Extract from the entries below, exactly as given, only the lines from the line containing "Target: green field beyond the house" to the line containing "of the leafy", both lines included.

======

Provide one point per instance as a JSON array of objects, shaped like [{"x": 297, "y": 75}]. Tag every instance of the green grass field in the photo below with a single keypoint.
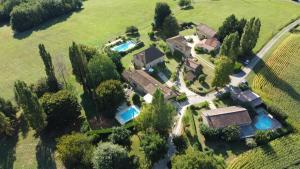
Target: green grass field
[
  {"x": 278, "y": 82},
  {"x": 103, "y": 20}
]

======

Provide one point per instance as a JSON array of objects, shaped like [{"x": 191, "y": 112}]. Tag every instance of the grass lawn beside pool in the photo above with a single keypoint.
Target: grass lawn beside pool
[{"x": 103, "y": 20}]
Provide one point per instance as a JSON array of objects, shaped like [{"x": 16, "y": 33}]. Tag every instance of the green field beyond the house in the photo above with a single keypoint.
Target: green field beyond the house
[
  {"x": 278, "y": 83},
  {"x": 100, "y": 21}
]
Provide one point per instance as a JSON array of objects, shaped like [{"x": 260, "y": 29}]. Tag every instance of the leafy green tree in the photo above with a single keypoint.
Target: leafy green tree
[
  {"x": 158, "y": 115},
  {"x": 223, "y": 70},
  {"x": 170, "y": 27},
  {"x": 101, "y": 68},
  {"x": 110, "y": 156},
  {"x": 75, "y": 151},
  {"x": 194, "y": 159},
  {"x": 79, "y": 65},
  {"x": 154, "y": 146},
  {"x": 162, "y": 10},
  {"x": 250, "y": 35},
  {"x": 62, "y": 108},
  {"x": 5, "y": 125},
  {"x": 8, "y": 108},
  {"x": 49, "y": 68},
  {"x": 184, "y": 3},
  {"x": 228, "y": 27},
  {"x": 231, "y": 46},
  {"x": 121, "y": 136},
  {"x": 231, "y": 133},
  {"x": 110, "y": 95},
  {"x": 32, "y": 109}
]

======

● Answer to this exercise:
Target: green field beyond the house
[
  {"x": 278, "y": 83},
  {"x": 100, "y": 21}
]
Provide one point per instance as a JSON array of objects, shaped like [{"x": 260, "y": 29}]. Tag every instance of the leafy green tree in the photo above with a single keypoint.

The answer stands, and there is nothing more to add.